▶ _Supplied text_
______
West Carroll schools did remote learning 'as best as we can' with so many sick kids, staff

Preston Caldwell, new director of schools for West Carroll Special School District
Preston Caldwell, new director of schools for West Carroll Special School District

Across three schools, two of three principals, two of three nurses, one of two school resource officers, nine of 20 cafeteria workers and 16 teachers were either in isolation or quarantine in West Carroll Special School District on Wednesday.

Director of Schools Preston Caldwell knew he would close schools Thursday and Friday either through the Tennessee Department of Education approving a remote learning request for each school or him using districtwide stockpile days.

“The safety of our children, faculty and staff is the most important thing in our district,” Caldwell said. “Learning is always second to safety. You can’t have learning unless you have a safe learning environment, and you can’t do that without people here.”

The district was granted the remote learning waiver for all its three schools, allowing it to close the district, according to the Tennessean. On the district's Facebook post announcing the closures on Wednesday afternoon, it said school would be closed but didn't say the days would be for remote learning.

Although that wasn’t communicated correctly on social media, the schools did remote learning – “as best as we can,” Caldwell said.

The remote learning was a challenge for the same reason that in-person learning couldn’t happen: the number of absent students and staff, many of whom have severe cases of COVID-19.

More than 150 of around 800 students were absent when the TDOE gave the school system the OK to go virtual on Wednesday. Staff started distributing learning packets, asking parents to pick up those packets and sending emails about remote learning – hard tasks when so many staff and students are sick, he said.

Caldwell: To do remote learning is to expect some students, staff to do work while they’re sick

Thirty-three percent of teachers were isolated or quarantined at West Carroll Primary School, 31% were at the elementary school and 19% of students were at the Jr. Sr. High School, the waiver request said.

Doing the remote learning became a question of what were teachers “able” to teach their students and were students able to do the work, he said.

Punishing students or teachers for their inability to do virtual learning due to their sickness will not happen in West Carroll, he said.

“That’s why it was ‘Do the best you can,’” Caldwell said Friday afternoon as he sat in an empty school that was being deep cleaned. “We’re remote learning as best as we can but without pressuring or punishing sick children.”

‘No right choice’ in choosing a waiver or stockpile day

Education Commissioner Penny Schwinn discusses the how the state is handling the school districts during a press conference with Gov. Bill Lee at Tennessee State Capitol in Nashville, Thursday, Sept. 2, 2021.
______
▶ _Record extracts_
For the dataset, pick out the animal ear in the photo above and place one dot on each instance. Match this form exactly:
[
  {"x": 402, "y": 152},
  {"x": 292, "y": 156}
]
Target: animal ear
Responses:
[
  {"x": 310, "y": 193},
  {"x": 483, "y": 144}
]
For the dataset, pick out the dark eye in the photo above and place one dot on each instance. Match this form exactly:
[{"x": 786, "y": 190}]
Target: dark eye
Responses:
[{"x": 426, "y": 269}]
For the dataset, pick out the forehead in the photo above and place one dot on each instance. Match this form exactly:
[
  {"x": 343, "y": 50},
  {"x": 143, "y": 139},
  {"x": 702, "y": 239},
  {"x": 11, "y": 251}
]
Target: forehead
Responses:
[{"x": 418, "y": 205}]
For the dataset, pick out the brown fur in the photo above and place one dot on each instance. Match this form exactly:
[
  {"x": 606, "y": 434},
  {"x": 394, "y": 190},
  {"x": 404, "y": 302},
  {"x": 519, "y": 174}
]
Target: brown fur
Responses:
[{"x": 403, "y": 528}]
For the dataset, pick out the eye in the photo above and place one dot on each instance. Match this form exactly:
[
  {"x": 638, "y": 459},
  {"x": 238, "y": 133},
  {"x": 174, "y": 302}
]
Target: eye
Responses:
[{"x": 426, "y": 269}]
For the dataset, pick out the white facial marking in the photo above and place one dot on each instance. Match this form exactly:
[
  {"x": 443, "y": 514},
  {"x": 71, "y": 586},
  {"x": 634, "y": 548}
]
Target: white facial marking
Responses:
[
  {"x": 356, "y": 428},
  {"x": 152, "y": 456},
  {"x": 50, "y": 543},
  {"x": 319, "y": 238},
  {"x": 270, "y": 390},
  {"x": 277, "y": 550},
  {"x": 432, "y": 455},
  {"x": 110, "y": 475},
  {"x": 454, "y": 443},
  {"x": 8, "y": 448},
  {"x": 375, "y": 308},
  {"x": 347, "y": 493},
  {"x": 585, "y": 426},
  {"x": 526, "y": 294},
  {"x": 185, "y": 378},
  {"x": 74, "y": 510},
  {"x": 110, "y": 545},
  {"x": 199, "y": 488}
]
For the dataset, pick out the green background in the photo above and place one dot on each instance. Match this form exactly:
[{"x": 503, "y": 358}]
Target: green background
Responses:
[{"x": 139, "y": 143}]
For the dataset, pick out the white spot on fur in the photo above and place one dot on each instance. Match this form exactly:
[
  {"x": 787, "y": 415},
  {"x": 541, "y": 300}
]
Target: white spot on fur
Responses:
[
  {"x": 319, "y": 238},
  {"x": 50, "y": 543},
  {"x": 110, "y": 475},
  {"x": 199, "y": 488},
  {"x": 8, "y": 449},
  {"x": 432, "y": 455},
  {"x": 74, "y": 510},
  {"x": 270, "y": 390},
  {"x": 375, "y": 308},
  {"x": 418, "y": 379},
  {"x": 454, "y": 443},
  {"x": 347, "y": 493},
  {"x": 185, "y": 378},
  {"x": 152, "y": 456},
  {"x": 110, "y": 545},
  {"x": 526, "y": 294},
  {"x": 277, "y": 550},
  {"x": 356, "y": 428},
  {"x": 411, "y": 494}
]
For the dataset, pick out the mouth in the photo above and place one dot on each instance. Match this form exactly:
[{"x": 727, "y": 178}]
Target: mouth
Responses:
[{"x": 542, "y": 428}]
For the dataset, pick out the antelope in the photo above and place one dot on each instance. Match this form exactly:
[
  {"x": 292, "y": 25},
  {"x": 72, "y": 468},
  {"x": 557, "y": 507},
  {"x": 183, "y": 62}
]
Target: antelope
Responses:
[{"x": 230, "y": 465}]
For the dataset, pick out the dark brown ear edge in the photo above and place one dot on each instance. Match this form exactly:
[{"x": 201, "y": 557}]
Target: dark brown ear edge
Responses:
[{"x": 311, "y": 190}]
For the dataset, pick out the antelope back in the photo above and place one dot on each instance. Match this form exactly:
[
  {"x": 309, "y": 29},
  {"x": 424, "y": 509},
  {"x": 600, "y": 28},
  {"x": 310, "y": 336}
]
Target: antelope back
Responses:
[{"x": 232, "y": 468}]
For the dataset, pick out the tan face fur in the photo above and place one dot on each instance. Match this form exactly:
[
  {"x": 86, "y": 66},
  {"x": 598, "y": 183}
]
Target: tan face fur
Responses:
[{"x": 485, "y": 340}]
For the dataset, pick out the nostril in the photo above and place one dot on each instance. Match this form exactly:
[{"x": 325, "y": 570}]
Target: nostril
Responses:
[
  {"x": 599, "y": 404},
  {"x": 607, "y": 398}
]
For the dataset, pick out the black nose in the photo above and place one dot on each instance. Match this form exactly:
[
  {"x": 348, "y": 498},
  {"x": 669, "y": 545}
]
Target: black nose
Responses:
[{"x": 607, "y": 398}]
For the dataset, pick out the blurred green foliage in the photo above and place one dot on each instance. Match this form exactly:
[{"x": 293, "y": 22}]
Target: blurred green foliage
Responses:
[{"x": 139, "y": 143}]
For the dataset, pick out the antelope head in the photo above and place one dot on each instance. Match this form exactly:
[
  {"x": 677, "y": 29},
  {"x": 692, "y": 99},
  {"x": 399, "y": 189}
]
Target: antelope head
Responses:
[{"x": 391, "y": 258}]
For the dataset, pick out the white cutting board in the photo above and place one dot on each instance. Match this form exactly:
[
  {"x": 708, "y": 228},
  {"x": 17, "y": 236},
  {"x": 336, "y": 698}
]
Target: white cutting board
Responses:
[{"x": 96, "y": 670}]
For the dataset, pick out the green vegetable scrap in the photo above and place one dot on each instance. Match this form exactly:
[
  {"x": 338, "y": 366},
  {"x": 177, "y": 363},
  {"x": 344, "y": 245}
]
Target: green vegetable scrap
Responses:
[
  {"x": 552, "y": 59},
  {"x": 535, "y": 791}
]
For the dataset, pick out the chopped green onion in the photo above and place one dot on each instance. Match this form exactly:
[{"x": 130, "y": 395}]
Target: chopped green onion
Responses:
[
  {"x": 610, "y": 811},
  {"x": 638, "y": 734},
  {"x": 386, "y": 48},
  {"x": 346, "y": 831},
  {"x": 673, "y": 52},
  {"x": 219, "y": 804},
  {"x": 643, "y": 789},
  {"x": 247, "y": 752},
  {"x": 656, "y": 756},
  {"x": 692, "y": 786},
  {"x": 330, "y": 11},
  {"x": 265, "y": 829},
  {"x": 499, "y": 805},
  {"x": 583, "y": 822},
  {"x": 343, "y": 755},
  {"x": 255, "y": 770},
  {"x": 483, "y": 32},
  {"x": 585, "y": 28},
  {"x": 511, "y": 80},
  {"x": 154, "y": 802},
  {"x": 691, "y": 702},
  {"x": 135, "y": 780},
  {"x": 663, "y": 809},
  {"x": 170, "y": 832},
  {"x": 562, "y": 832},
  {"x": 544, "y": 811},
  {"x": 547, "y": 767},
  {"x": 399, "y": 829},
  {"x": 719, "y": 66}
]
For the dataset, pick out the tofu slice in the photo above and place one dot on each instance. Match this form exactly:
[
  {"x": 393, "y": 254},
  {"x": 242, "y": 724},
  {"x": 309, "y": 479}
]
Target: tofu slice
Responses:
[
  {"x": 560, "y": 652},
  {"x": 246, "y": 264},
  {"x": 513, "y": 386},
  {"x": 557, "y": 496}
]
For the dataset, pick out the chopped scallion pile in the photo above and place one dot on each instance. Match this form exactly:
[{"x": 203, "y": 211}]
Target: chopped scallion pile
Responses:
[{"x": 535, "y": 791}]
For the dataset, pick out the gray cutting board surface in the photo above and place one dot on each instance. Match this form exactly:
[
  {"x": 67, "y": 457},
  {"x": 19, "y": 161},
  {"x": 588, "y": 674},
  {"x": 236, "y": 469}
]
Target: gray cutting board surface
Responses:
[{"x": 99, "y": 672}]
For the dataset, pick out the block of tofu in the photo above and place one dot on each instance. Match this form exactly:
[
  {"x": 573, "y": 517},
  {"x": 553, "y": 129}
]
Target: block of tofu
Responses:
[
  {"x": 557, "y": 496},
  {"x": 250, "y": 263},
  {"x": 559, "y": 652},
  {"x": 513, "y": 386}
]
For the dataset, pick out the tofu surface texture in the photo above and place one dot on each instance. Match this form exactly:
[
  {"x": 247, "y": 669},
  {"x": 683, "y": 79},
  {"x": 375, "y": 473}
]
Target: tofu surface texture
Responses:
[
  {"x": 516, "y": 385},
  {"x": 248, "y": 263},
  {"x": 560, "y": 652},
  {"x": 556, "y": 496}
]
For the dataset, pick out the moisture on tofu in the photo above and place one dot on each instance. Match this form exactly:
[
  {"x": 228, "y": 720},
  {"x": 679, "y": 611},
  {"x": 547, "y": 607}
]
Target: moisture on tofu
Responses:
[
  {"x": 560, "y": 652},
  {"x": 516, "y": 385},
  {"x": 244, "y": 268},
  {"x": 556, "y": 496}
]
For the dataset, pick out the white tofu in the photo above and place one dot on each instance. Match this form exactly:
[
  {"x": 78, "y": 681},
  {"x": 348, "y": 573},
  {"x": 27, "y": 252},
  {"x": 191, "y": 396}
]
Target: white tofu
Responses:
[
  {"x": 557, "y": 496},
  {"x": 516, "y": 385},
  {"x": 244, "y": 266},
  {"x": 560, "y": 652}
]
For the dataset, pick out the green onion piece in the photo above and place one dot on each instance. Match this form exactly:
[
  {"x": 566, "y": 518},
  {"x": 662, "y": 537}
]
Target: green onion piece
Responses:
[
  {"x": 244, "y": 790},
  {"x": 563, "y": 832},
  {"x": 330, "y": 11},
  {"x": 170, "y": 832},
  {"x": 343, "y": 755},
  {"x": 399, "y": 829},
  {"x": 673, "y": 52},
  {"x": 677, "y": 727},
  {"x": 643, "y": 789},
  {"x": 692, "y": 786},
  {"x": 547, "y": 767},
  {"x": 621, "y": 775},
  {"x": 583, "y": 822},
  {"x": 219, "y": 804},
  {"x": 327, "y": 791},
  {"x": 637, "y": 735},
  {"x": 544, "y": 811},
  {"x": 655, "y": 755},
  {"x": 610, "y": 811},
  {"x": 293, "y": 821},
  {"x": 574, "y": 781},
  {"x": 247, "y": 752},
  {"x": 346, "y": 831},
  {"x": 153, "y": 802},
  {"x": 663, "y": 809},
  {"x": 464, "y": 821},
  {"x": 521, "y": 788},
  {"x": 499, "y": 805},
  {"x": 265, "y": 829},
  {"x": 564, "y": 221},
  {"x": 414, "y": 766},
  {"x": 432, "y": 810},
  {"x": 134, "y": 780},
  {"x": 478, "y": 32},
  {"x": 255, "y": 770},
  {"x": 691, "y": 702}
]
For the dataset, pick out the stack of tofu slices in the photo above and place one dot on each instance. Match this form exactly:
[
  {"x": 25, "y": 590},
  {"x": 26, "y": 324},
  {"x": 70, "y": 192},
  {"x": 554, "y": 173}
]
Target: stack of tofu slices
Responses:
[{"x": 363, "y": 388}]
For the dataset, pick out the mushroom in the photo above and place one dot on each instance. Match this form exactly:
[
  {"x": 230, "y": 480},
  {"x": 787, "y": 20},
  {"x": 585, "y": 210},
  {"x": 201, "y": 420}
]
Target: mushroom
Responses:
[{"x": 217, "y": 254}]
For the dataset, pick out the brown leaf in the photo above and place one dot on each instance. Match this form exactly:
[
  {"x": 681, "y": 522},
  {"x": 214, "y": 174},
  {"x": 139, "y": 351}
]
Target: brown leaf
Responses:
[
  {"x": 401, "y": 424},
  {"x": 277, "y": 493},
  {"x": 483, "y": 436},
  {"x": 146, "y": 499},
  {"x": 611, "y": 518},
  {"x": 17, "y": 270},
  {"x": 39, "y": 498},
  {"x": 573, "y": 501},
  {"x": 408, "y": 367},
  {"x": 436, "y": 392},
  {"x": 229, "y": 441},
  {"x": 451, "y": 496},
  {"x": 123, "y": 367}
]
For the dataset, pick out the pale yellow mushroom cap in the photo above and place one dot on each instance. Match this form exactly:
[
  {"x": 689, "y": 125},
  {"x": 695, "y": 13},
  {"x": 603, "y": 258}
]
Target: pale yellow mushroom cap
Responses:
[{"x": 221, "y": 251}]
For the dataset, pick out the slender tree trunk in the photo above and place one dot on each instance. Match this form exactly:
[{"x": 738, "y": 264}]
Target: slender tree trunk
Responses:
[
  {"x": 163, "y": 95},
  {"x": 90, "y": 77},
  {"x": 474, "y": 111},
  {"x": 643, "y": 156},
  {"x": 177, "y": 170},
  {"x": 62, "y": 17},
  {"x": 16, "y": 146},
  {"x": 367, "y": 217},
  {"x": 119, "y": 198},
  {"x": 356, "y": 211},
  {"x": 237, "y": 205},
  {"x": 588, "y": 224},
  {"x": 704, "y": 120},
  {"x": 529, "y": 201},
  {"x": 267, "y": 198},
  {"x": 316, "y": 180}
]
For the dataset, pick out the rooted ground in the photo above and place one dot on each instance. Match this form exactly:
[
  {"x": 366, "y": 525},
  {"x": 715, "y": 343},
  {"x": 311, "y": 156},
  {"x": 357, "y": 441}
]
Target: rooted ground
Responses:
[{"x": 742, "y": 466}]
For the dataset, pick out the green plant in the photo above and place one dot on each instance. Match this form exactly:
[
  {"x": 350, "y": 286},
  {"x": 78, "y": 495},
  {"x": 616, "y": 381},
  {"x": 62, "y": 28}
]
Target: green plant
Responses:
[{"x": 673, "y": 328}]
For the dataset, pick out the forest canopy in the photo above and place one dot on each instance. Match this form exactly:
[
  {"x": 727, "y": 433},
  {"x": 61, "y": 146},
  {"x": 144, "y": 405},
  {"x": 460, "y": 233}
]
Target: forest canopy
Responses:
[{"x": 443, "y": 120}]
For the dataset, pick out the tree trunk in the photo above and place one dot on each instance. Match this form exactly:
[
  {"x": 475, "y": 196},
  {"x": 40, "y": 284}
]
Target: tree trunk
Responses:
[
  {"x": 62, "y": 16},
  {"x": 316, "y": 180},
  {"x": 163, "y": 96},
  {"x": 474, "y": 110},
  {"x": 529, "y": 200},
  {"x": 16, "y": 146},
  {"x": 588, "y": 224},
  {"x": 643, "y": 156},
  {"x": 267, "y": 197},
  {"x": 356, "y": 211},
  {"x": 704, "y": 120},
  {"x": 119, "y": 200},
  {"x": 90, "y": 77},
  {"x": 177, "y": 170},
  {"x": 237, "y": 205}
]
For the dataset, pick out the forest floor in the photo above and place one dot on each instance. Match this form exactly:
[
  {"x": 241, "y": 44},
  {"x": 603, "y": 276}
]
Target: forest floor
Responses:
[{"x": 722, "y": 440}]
______
▶ _Activity list_
**a)** Copy the West Carroll schools article from "Although that wasn’t" to "cases of COVID-19.".
**b)** According to the West Carroll schools article, how many of the district's cafeteria workers were in isolation or quarantine on Wednesday?
The records come from a separate source and are unrelated to the article.

▶ _Results of the exercise_
**a)**
Although that wasn’t communicated correctly on social media, the schools did remote learning – “as best as we can,” Caldwell said.

The remote learning was a challenge for the same reason that in-person learning couldn’t happen: the number of absent students and staff, many of whom have severe cases of COVID-19.

**b)** Nine of 20.